Excerpt to read ::
● ● ● ● ● ● ●

I've found the key to minimizing internal distractions lies in creating well-organized places to tuck away concerns for the moment, as well as structuring time to ignore competing ones without constant ambivalence:
I use Asana religiously to track anything I feel I "ought" to do. Instead of carrying various points of obligation around in my head and struggling to remember them at the right time, I organize any personal or professional tasks in Asana and seek to assign most of them due dates, which correspond to when I'll actually address them. This lets me temporarily forget that they even exist, since in a way, they really don't exist until they're actionable.
But I've learned that I can temporarily supress that doubt by setting up 55-minute work intervals wherein I decide upfront the single thing I want to accomplish and commit to focusing on just that until the timer goes off.
During a subsequent 10-minute break, I not only give myself permission to indulge in any form of distraction but even force myself to do so, creating a sort of rest and reward cycle for myself.

● ● ● ● ● ● ●

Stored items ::
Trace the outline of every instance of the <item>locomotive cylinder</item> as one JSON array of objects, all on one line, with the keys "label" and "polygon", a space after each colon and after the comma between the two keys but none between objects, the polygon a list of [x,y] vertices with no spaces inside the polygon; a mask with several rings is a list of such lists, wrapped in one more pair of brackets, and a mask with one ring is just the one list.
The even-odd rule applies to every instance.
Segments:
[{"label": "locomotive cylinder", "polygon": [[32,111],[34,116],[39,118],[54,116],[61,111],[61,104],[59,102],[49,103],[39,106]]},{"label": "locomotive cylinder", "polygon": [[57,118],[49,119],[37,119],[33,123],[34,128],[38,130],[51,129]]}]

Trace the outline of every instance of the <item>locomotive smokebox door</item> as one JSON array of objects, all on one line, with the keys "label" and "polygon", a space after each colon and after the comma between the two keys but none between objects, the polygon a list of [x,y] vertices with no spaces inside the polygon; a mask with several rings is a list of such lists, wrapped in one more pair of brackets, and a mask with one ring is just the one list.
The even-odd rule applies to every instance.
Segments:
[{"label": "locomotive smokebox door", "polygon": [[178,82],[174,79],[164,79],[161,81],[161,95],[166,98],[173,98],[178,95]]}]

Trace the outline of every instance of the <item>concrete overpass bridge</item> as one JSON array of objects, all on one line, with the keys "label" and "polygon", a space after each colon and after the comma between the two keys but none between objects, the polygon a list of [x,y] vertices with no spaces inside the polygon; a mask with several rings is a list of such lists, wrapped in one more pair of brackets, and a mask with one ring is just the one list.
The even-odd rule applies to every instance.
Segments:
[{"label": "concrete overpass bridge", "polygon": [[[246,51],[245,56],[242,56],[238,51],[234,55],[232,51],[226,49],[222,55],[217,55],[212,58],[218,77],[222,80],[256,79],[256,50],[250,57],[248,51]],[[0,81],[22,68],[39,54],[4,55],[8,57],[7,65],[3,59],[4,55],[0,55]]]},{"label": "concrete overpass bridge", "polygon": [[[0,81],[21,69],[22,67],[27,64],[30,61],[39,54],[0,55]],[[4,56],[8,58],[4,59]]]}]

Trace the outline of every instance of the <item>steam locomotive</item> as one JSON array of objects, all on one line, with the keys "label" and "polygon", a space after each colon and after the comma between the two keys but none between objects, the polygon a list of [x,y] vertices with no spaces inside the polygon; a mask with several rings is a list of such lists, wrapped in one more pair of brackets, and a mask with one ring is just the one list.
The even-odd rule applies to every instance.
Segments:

● ● ● ● ● ● ●

Exercise details :: Carry on the passage about minimizing internal distractions, starting after its last sentence.

Result for this exercise ::
I'm an organizational freak about my finances. Money can be one of the main drivers of stress and distraction, both explicitly through worrying about how to make ends meet and implicitly through the fretting of office politics that arises from feeling beholden to any given employment option.
For me, having a comprehensive picture of – and plan for – my money reduces that stress even when savings are low. That means obsessing over the details of just how much money I have and how I expect it to change in the foreseeable future in the context of my upcoming needs.
I use an app called Foreceipt to track every purchase I make manually and map them to expense categories that I want to budget, such as dining and discretionary purchases. At the end of the month, category totals enable me to review precisely just whether I've met or exceeded those budgets and adjust accordingly.
On a monthly basis, I update a many-tabbed spreadsheet to record the current state of my assets and track recurring changes to them due to income, expenses and savings. Specifically, I allot a percentage of all income to several types of savings accounts (e.g. 10% for "travel savings") to automate my financial cushion.
This gives me an immense amount of peace of mind about how to sustain myself financially and prevents financial worries from arising when I'm not explicitly sitting down to manage them.
Everything else gets purged onto paper. Sometimes none of the above helps me get worries out of my head since they're too abstract or confusing to address proactively, at least yet.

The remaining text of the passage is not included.